#### [EXERCISE]
Return each line of the entries that holds the string "left".

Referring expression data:
# # #

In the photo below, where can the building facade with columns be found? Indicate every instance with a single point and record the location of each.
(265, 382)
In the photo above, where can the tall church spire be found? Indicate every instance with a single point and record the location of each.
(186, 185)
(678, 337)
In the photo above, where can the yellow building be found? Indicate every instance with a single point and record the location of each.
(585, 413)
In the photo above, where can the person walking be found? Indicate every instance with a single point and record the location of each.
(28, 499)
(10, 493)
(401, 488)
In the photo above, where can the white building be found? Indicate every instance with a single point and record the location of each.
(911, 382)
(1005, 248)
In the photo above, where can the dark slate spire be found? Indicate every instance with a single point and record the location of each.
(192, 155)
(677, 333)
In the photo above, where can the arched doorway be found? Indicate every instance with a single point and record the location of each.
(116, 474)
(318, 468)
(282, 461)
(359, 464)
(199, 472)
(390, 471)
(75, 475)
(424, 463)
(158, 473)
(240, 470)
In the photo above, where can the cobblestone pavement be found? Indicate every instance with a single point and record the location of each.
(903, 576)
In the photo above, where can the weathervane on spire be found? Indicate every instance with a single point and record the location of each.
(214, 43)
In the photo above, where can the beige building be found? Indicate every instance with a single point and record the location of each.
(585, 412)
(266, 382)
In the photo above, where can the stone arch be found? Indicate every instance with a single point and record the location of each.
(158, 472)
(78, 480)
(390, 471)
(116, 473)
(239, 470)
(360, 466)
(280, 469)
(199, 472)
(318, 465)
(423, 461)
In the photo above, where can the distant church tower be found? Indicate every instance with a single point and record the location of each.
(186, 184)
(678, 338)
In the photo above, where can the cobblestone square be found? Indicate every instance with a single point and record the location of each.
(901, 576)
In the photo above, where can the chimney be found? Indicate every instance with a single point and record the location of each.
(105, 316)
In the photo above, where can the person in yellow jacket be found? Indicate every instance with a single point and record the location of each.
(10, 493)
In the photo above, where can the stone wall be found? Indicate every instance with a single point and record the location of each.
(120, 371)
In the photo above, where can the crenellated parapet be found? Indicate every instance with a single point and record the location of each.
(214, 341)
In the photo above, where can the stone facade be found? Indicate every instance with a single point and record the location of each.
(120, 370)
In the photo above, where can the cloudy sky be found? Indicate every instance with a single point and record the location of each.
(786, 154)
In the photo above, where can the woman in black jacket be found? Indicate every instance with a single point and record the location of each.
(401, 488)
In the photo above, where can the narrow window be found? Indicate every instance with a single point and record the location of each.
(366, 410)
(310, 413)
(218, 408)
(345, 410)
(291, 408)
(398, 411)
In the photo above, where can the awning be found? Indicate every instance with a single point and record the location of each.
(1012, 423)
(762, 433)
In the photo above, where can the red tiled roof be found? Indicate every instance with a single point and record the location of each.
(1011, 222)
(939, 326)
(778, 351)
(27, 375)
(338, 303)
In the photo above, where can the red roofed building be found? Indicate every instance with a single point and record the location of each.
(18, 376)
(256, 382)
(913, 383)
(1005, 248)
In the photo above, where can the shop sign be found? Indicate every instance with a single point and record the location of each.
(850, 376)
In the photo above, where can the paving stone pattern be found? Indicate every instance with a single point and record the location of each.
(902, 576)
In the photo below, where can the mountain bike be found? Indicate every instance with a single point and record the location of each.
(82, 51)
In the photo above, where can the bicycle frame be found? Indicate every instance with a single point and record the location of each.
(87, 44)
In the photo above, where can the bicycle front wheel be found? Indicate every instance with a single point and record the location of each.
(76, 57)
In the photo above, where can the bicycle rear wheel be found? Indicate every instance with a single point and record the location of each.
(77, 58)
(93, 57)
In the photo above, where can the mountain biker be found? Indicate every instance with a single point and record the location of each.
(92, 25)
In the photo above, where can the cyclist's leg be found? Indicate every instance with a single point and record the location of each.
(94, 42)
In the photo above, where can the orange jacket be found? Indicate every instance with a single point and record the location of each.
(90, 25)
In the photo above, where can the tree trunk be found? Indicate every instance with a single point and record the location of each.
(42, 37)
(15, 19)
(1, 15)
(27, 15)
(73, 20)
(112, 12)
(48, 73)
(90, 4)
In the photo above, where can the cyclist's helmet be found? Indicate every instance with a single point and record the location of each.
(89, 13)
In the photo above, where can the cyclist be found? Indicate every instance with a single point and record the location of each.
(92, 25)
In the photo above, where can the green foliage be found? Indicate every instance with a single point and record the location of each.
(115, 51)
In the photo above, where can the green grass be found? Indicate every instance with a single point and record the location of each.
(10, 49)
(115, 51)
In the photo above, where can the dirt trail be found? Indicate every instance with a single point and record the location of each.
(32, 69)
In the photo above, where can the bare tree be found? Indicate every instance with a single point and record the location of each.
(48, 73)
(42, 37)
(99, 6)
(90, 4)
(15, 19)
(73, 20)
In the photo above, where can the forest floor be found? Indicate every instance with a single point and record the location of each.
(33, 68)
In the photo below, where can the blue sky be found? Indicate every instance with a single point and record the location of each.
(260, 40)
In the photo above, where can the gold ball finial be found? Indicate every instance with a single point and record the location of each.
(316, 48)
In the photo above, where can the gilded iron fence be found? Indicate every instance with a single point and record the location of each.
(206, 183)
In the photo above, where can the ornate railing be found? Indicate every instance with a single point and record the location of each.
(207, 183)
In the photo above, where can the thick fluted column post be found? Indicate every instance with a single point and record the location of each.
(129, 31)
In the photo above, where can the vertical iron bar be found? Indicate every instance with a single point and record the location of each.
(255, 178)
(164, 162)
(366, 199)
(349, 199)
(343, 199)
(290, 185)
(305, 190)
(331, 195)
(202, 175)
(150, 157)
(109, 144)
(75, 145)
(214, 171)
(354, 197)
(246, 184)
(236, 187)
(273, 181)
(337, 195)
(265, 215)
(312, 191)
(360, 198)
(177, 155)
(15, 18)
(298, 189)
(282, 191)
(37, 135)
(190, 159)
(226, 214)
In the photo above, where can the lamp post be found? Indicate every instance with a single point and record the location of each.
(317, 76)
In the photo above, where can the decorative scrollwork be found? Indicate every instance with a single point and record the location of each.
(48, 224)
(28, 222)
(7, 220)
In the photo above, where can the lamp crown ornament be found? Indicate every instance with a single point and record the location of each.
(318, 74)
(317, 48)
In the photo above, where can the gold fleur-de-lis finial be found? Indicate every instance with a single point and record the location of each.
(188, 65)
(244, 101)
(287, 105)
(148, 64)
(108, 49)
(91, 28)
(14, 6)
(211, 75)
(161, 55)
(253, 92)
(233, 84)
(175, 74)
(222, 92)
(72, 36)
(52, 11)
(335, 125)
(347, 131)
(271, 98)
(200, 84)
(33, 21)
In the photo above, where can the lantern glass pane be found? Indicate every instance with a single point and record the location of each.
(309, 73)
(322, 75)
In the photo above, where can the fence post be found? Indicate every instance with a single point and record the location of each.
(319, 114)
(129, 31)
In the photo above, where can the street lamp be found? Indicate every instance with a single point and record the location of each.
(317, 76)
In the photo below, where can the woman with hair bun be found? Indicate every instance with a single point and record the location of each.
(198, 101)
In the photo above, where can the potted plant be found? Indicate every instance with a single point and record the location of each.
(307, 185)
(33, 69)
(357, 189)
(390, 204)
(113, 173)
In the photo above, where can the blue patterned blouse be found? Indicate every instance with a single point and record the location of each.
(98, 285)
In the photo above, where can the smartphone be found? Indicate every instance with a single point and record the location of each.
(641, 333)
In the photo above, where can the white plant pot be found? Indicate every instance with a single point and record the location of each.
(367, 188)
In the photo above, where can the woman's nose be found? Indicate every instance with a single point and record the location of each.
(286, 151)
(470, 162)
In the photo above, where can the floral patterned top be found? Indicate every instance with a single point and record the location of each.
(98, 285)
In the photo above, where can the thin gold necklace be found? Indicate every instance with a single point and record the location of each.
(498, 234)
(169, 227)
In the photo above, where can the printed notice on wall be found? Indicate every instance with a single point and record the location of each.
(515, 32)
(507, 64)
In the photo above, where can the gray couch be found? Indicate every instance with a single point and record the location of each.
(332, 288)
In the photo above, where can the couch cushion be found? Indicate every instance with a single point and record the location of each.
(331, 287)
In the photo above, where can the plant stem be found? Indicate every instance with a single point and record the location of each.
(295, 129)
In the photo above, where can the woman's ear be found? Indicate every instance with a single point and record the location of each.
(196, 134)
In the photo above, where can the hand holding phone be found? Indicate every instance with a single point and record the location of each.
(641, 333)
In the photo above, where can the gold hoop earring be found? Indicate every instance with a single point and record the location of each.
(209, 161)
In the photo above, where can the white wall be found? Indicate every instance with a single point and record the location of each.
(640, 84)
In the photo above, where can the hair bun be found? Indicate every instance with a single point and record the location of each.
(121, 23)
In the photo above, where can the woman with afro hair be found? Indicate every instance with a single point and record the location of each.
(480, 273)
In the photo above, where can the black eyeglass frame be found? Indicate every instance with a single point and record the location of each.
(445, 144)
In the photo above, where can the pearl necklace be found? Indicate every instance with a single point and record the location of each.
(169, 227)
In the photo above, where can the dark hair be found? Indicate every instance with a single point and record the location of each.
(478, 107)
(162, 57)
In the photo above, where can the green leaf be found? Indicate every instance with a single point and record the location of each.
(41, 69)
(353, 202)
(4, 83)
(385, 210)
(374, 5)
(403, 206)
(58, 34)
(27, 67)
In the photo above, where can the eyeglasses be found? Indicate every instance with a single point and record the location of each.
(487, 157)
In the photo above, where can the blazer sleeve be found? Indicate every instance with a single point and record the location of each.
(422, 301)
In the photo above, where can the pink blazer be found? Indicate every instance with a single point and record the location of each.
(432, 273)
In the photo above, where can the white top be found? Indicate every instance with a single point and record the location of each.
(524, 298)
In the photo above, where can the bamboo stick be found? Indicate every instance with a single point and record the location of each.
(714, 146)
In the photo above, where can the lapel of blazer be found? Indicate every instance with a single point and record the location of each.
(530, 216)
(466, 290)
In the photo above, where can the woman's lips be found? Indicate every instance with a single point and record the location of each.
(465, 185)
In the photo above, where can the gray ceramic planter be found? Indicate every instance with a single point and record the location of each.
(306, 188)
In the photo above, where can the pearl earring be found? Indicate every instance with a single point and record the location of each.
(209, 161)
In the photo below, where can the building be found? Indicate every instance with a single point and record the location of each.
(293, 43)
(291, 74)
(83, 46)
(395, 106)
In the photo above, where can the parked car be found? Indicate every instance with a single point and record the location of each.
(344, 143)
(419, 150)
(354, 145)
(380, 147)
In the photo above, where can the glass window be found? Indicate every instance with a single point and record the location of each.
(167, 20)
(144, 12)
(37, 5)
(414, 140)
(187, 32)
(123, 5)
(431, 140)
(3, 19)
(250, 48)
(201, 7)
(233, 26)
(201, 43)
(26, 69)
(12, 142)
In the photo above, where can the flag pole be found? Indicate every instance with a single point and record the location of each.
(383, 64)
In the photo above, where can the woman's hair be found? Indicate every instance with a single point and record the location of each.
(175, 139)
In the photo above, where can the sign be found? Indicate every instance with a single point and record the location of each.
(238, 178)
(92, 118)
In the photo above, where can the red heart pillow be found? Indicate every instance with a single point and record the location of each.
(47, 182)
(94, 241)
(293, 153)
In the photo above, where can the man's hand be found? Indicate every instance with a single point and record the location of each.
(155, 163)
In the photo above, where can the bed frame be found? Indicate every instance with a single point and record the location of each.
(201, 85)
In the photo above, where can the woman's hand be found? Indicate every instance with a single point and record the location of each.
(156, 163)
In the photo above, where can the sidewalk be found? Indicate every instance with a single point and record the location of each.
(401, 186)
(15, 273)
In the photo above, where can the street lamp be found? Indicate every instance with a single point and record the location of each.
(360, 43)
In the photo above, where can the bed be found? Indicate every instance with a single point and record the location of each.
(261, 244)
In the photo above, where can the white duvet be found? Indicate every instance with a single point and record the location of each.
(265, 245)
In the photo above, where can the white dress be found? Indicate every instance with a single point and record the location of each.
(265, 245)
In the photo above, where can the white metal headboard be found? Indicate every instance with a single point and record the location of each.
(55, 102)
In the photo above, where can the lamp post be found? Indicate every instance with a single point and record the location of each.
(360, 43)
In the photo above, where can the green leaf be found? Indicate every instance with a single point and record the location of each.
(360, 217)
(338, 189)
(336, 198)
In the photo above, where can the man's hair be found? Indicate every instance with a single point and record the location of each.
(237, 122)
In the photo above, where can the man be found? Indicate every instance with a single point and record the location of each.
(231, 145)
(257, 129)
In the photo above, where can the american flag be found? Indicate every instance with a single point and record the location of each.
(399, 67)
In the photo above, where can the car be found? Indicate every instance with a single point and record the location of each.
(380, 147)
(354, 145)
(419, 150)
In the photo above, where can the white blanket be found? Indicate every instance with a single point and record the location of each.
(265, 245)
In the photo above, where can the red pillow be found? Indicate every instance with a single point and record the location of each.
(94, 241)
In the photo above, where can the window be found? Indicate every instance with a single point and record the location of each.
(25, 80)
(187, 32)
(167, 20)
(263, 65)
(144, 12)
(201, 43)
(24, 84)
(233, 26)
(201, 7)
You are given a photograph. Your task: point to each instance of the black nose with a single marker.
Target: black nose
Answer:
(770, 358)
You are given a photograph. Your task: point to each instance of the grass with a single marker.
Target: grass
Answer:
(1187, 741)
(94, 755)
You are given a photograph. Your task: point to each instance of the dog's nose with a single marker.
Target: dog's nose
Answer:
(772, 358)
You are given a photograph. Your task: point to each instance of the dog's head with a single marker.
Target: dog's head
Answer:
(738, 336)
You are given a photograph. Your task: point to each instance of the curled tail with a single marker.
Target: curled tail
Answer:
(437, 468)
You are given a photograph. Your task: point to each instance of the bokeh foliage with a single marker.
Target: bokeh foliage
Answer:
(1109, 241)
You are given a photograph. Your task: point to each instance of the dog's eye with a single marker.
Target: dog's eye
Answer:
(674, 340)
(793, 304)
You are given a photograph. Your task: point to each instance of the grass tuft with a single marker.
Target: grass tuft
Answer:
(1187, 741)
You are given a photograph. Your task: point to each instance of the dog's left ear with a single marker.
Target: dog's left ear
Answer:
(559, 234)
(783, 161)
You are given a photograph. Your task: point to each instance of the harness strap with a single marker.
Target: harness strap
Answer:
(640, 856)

# # #

#### [TASK RESPONSE]
You are given a photograph. Your task: point to each instance of the dog's left ear with a single marker.
Target: dog's left ear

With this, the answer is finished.